Concernentemente aos procedimentos metodológicos, ressalta-se que esta investigação foi realizada no âmbito do Sistema Universidade Aberta do Brasil (UAB). Trata-se de uma das políticas públicas de maior importância no que tange à expansão da EaD no País. Dessa maneira, foram aplicados questionários virtuais a exatamente 677 docentes que atuam ou já atuaram em cursos oferecidos pelo Sistema UAB. Nomeadamente, participaram da pesquisa docentes-formadores/aplicadores, docentes-autores/conteudistas e docentes-tutores (virtuais e presenciais). Após a aplicação dos questionários, foram realizadas entrevistas com 8 desses profissionais. Os dados foram submetidos a uma análise quantitativa e qualitativa.
No que diz respeito à estrutura do texto, primeiramente são apresentados alguns fundamentos teóricos relacionando EaD e inclusão. Em seguida, encontram-se a metodologia e os procedimentos metodológicos. Posteriormente, discute-se os dados coletados para, por fim, serem estabelecidas algumas considerações finais, visando contribuir para as pesquisas da área.
Educação a Distância e inclusão
Historicamente, a Educação a Distância se mostra alinhada a processos de inclusão. De acordo com Moore e Kearsley (2007), a modalidade, quando ainda utilizava da correspondência, tinha como um de seus objetivos lançar mão de tecnologias para chegar até aqueles que, de outro modo, não seriam atendidos. Na contemporaneidade, essa característica ainda se mostra fundante, posto que a EaD, “em termos gerais, permite muitas novas oportunidades de aprendizado para um grande número de pessoas” (MOORE; KEARSLEY, 2007, p. 21). Os autores ainda consideram que:
À medida que a utilização da educação a distância se disseminar, populações anteriormente em desvantagem, como os alunos de áreas rurais ou de regiões no interior das cidades, poderão fazer cursos nas mesmas instituições e com o mesmo corpo docente que anteriormente estavam disponíveis apenas para alunos em áreas privilegiadas e residenciais de bom nível (MOORE; KEARSLEY, 2007, p. 21).

- **Tarefa solicitada A**
Atualize a parte dos registros que começa na linha que contém "Assuming the framed" e segue até o fim dos registros. Reescreva essas linhas trocando "Reply with" por "Answer with" e deixando todo o resto igual.

Registros de rotulagem de regiões
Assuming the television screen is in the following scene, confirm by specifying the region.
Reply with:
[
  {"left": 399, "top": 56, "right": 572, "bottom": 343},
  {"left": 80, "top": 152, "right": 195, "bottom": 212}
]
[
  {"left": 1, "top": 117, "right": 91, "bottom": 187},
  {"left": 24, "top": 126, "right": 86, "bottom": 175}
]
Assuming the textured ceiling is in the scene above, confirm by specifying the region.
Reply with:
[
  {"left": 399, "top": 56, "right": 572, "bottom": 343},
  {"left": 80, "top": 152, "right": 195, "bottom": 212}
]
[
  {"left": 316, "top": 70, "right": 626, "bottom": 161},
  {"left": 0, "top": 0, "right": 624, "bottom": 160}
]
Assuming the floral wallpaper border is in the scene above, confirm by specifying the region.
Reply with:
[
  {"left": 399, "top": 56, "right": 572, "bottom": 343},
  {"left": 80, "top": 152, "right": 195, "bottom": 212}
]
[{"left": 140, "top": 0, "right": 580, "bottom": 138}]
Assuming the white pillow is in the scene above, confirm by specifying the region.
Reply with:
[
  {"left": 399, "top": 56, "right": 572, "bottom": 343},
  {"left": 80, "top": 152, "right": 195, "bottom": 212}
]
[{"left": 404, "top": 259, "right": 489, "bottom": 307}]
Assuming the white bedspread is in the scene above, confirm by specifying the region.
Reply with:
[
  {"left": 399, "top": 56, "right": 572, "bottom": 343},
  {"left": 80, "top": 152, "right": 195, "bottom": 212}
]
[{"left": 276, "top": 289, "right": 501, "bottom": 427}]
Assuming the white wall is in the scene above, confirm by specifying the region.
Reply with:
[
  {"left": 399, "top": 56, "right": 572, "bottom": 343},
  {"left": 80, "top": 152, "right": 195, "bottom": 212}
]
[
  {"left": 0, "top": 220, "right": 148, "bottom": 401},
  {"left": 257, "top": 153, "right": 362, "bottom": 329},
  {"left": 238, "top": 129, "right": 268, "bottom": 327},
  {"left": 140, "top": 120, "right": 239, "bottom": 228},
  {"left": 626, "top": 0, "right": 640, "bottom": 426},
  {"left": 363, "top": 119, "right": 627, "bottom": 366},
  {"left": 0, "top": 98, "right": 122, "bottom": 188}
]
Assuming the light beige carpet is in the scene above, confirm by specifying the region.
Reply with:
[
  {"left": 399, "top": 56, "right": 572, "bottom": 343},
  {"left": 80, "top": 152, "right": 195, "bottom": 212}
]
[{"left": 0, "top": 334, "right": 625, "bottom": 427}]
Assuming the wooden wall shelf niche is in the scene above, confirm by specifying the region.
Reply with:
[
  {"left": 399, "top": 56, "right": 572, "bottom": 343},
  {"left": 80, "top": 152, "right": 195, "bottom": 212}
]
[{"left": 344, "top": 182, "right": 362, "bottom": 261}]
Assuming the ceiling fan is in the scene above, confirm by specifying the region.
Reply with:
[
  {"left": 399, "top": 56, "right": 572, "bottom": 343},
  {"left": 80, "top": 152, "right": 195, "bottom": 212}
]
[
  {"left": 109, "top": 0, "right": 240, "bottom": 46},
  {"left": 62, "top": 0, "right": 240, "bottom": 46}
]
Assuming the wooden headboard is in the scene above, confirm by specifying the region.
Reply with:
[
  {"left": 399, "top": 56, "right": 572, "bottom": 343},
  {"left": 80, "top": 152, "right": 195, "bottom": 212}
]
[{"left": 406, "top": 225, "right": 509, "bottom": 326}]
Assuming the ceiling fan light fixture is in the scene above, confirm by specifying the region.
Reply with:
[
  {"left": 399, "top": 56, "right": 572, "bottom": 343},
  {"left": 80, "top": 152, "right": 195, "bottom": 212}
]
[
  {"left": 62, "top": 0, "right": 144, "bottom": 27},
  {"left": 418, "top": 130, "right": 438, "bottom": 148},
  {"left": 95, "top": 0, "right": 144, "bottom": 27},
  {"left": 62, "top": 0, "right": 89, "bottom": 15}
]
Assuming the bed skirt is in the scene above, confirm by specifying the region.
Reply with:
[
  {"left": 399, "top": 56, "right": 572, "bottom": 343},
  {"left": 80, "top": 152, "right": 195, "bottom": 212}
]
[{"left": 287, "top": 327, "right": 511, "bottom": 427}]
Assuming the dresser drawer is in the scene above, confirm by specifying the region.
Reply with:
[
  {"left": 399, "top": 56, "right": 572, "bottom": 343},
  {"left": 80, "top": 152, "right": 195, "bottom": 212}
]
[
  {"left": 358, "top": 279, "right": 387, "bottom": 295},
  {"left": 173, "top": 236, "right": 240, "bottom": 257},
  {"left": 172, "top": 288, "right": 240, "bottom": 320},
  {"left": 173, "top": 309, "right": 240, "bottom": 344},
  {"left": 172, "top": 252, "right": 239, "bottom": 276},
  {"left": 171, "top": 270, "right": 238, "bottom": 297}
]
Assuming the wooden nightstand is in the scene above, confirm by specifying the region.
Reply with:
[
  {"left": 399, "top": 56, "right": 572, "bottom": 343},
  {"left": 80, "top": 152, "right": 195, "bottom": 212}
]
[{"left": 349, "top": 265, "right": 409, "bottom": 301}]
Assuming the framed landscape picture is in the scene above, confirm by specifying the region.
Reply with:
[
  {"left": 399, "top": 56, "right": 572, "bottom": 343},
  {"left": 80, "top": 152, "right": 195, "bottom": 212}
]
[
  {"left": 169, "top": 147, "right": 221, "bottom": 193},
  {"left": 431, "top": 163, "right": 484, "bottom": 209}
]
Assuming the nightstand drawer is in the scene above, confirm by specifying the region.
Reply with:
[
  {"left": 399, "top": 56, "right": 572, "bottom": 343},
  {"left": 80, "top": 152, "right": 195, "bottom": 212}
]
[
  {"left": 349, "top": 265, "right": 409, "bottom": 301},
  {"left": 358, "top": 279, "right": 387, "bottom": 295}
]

- **Tarefa solicitada B**
Segundo o texto sobre EaD e inclusão, as afirmações abaixo são verdadeiras? (i) Os questionários virtuais foram aplicados a 677 docentes. (ii) Foram feitas entrevistas com 10 profissionais. (iii) Os dados passaram apenas por uma análise quantitativa. Responda sim ou não para cada uma e cite as palavras do texto que decidem.

- **Resposta correta A**
Assuming the framed landscape picture is in the scene above, confirm by specifying the region.
Answer with:
[
  {"left": 399, "top": 56, "right": 572, "bottom": 343},
  {"left": 80, "top": 152, "right": 195, "bottom": 212}
]
[
  {"left": 169, "top": 147, "right": 221, "bottom": 193},
  {"left": 431, "top": 163, "right": 484, "bottom": 209}
]
Assuming the nightstand drawer is in the scene above, confirm by specifying the region.
Answer with:
[
  {"left": 399, "top": 56, "right": 572, "bottom": 343},
  {"left": 80, "top": 152, "right": 195, "bottom": 212}
]
[
  {"left": 349, "top": 265, "right": 409, "bottom": 301},
  {"left": 358, "top": 279, "right": 387, "bottom": 295}
]

- **Resposta correta B**
(i) Sim: "foram aplicados questionários virtuais a exatamente 677 docentes".
(ii) Não: "foram realizadas entrevistas com 8 desses profissionais".
(iii) Não: "Os dados foram submetidos a uma análise quantitativa e qualitativa."